Description of the task.
Put every line of the items below into a JSON list of strings, one string per line, and leave out the blank lines.

>> BEGIN

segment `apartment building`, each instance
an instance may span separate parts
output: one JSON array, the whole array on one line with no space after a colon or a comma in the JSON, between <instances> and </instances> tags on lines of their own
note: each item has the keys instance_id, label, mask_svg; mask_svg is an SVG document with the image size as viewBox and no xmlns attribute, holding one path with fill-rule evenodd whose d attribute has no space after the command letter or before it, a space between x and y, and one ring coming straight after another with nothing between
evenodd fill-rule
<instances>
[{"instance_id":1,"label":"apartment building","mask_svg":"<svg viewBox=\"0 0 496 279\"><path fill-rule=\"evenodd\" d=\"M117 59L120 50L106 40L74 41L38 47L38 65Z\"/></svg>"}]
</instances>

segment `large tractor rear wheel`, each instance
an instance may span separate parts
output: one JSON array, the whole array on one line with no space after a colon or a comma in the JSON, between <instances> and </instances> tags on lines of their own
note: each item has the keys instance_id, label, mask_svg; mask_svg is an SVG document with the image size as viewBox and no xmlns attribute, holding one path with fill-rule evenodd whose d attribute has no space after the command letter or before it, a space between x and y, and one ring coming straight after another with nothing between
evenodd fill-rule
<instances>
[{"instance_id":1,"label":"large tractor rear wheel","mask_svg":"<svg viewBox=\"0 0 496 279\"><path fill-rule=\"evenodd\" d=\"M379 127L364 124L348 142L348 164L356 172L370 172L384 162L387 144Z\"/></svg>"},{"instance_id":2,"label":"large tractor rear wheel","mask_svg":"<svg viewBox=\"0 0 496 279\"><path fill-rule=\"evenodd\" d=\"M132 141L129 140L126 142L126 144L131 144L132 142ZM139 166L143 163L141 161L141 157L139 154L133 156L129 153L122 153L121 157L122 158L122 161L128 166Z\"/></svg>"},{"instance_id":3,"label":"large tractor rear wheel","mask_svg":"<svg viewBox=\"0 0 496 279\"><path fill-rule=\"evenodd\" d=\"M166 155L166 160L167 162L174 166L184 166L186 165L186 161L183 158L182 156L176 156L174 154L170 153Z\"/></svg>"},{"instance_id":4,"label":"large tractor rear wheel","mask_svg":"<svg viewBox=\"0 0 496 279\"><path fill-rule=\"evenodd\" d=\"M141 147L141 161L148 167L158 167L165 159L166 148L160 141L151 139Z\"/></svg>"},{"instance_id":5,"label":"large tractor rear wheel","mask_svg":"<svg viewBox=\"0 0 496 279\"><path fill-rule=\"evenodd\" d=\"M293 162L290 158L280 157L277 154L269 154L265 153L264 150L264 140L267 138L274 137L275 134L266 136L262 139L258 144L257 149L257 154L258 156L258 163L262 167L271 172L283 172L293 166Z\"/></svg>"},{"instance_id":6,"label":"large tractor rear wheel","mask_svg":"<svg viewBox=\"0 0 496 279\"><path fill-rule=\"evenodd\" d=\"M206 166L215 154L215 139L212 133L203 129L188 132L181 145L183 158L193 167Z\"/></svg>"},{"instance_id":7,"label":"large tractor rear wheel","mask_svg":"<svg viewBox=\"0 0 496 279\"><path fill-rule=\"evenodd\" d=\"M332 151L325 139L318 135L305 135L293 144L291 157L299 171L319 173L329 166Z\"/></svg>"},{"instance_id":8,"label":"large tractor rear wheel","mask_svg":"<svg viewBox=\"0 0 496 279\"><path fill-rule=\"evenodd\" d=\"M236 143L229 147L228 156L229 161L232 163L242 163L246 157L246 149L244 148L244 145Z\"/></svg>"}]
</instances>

>> END

Final result.
[
  "segment `apartment building`, each instance",
  "an instance may span separate parts",
  "output: one JSON array, the whole array on one line with no space after a colon or a comma in the JSON, between <instances> and </instances> tags on lines of their own",
  "note: each item has the keys instance_id, label, mask_svg; mask_svg is an SVG document with the image size as viewBox and no xmlns attribute, holding one path with fill-rule evenodd whose d attribute has no space after the command letter or before it, a space between x and y, and one ring coming straight after another with nothing between",
  "evenodd fill-rule",
  "<instances>",
  "[{\"instance_id\":1,\"label\":\"apartment building\",\"mask_svg\":\"<svg viewBox=\\\"0 0 496 279\\\"><path fill-rule=\\\"evenodd\\\" d=\\\"M117 59L120 50L106 40L74 41L38 47L38 65Z\\\"/></svg>\"}]",
  "</instances>",
  "segment `large tractor rear wheel`, each instance",
  "an instance may span separate parts",
  "output: one JSON array, the whole array on one line with no space after a colon or a comma in the JSON, between <instances> and </instances> tags on lines of their own",
  "note: each item has the keys instance_id, label, mask_svg; mask_svg is an SVG document with the image size as viewBox and no xmlns attribute, holding one path with fill-rule evenodd whose d attribute has no space after the command letter or before it, a space between x and y, and one ring coming straight after another with nothing between",
  "evenodd fill-rule",
  "<instances>",
  "[{\"instance_id\":1,\"label\":\"large tractor rear wheel\",\"mask_svg\":\"<svg viewBox=\\\"0 0 496 279\\\"><path fill-rule=\\\"evenodd\\\" d=\\\"M379 127L364 124L348 142L348 164L356 172L370 172L384 162L387 144Z\\\"/></svg>\"},{\"instance_id\":2,\"label\":\"large tractor rear wheel\",\"mask_svg\":\"<svg viewBox=\\\"0 0 496 279\\\"><path fill-rule=\\\"evenodd\\\" d=\\\"M132 141L129 140L126 142L126 144L131 144L132 142ZM139 166L143 163L141 161L141 157L139 154L133 156L129 153L122 153L121 157L122 158L122 161L128 166Z\\\"/></svg>\"},{\"instance_id\":3,\"label\":\"large tractor rear wheel\",\"mask_svg\":\"<svg viewBox=\\\"0 0 496 279\\\"><path fill-rule=\\\"evenodd\\\" d=\\\"M166 155L166 160L167 162L174 166L184 166L186 165L186 161L183 158L182 156L176 156L174 154L170 153Z\\\"/></svg>\"},{\"instance_id\":4,\"label\":\"large tractor rear wheel\",\"mask_svg\":\"<svg viewBox=\\\"0 0 496 279\\\"><path fill-rule=\\\"evenodd\\\" d=\\\"M141 147L141 161L148 167L158 167L165 159L166 148L160 141L151 139Z\\\"/></svg>\"},{\"instance_id\":5,\"label\":\"large tractor rear wheel\",\"mask_svg\":\"<svg viewBox=\\\"0 0 496 279\\\"><path fill-rule=\\\"evenodd\\\" d=\\\"M293 162L290 158L280 157L277 154L269 154L265 153L264 150L264 140L267 138L274 137L275 134L266 136L262 139L258 144L257 149L257 154L258 156L258 163L262 167L271 172L283 172L293 166Z\\\"/></svg>\"},{\"instance_id\":6,\"label\":\"large tractor rear wheel\",\"mask_svg\":\"<svg viewBox=\\\"0 0 496 279\\\"><path fill-rule=\\\"evenodd\\\" d=\\\"M206 166L215 154L215 139L212 133L203 129L188 132L181 145L183 158L193 167Z\\\"/></svg>\"},{\"instance_id\":7,\"label\":\"large tractor rear wheel\",\"mask_svg\":\"<svg viewBox=\\\"0 0 496 279\\\"><path fill-rule=\\\"evenodd\\\" d=\\\"M332 151L325 139L318 135L305 135L293 144L291 157L299 171L319 173L329 166Z\\\"/></svg>\"},{\"instance_id\":8,\"label\":\"large tractor rear wheel\",\"mask_svg\":\"<svg viewBox=\\\"0 0 496 279\\\"><path fill-rule=\\\"evenodd\\\" d=\\\"M236 143L229 147L228 156L229 161L232 163L242 163L246 157L246 149L244 148L244 145Z\\\"/></svg>\"}]",
  "</instances>"
]